* DIRECTIVE
Rewrite every one of the rows, substituting "marking every instance with a single pin" for each occurrence of "placing one pin on each instance" and keeping all other text unchanged.

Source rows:
****
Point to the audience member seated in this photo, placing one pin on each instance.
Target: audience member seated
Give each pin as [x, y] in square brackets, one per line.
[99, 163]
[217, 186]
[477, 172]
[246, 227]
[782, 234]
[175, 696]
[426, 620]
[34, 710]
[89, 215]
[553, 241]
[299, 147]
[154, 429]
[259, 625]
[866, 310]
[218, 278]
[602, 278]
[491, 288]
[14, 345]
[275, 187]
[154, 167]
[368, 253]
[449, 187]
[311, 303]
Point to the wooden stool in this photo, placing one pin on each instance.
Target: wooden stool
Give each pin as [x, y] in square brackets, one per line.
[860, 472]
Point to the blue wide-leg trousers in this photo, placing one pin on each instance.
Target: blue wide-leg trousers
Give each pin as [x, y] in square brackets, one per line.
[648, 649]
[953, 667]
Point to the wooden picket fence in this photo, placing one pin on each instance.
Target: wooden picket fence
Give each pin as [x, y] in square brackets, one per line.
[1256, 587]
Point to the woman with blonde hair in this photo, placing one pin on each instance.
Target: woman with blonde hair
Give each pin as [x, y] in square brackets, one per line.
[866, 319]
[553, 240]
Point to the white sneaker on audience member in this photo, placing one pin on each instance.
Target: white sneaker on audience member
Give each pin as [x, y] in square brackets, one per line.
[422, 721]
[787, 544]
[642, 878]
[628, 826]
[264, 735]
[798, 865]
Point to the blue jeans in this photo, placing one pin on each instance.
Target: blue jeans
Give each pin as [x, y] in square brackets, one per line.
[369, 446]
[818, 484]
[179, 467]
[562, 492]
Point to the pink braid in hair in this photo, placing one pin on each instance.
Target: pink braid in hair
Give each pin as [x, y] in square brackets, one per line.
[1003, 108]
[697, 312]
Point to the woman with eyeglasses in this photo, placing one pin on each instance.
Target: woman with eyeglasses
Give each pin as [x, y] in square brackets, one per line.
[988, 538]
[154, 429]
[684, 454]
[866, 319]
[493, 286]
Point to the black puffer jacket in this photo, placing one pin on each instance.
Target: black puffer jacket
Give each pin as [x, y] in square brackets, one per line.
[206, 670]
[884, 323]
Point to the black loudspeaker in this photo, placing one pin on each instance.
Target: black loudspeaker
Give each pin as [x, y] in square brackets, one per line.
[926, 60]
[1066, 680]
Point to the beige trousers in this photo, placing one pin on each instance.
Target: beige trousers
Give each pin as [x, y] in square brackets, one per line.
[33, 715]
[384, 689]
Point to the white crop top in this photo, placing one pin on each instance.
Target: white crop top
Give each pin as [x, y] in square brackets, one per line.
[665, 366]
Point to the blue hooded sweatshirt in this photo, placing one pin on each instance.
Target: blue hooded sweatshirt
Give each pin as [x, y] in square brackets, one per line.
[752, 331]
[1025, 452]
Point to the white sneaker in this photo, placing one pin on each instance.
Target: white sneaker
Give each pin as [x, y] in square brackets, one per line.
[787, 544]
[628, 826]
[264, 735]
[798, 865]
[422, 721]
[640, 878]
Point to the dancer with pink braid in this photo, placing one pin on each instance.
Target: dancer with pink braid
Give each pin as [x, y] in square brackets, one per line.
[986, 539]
****
* RESULT OF THE TASK
Point to the audience member seated in this photo, marking every instance with a single pin.
Target: audience member seated
Give each pin as [x, y] in square brackets, one per line.
[99, 163]
[217, 186]
[477, 172]
[246, 227]
[782, 234]
[175, 696]
[426, 620]
[34, 710]
[89, 215]
[553, 241]
[299, 147]
[154, 429]
[259, 625]
[866, 310]
[218, 278]
[602, 278]
[491, 288]
[14, 345]
[275, 187]
[154, 167]
[368, 253]
[449, 187]
[311, 303]
Point to the wooden stool in this photo, marking every instance with a single pin.
Target: wooden stool
Give each pin as [x, y] in square brackets, one per line.
[860, 472]
Point to the blue wide-leg trousers in this photo, marking every instance with a single pin.
Target: blue wide-leg trousers
Give each pin as [x, y] in square brackets, one per line.
[648, 649]
[953, 667]
Point to the wooden picket fence in this photo, marking every instance with a single pin.
Target: wooden picket fence
Give each pin as [x, y] in square brackets, one per line.
[1256, 587]
Point to the woman with blonde hair in this photo, marking every instance with a single pin.
Target: woman with blonde hair
Give each pin as [x, y] in square brackets, one per line.
[866, 319]
[553, 240]
Point to the white sneaker on audience member in this photo, marking every instance with a single pin.
Target: white sneaker on audience member
Give each pin as [x, y] in square brackets, one per line.
[422, 721]
[787, 544]
[642, 878]
[628, 826]
[264, 735]
[798, 865]
Point to the blue jeans in this photo, marking every instance with a single pin.
Target: blue jeans
Give each pin as [x, y] in square brackets, one per line.
[369, 446]
[818, 484]
[179, 467]
[562, 492]
Point to the pink braid in hair in this photo, marking every instance with a single pin.
Target: pink braid in hair
Give each pin as [x, y] in square brackets, one per line.
[1003, 108]
[697, 312]
Point to the woman with eyeglasses in this photo, marking every instance with a single pin.
Target: woman with eyeglasses
Give each pin as [x, y] in square brackets, one per line.
[988, 538]
[154, 429]
[684, 454]
[866, 319]
[493, 286]
Point to the black puffer jacket in this photo, marking every instance with a single pin.
Target: black puffer jacket
Give each pin as [x, y] in square brackets, one per line.
[206, 670]
[884, 323]
Point to the black loudspeaker in this photo, marking every instance with a single pin.
Target: black loudspeaker
Give each pin as [x, y] in square brackets, one per line.
[926, 60]
[1066, 680]
Point to the beige trousers in this photo, marking every instance with a single pin.
Target: beige trousers
Give each pin as [x, y] in square brackets, one per line.
[33, 715]
[384, 689]
Point to the white crop top in this photo, marking every instance with a single pin.
Target: white crop top
Give each pin as [x, y] in square brackets, one per line.
[665, 366]
Point to the blue hooded sweatshirt in this photo, marking every instance with a single pin.
Target: blue hooded sweatshirt
Give each pin as [x, y] in square brackets, one per line.
[752, 331]
[1025, 452]
Point to the white sneaker in this photo, marking every instance with a single pin.
Target: white sneaker
Give each pin as [x, y] in square brackets, one per line.
[787, 544]
[628, 826]
[264, 735]
[798, 865]
[422, 721]
[640, 878]
Point to the dancer with pink braid in this photo, marking every instance with a single pin.
Target: dancer with pink braid
Give each pin as [x, y] in square brackets, one per line.
[986, 539]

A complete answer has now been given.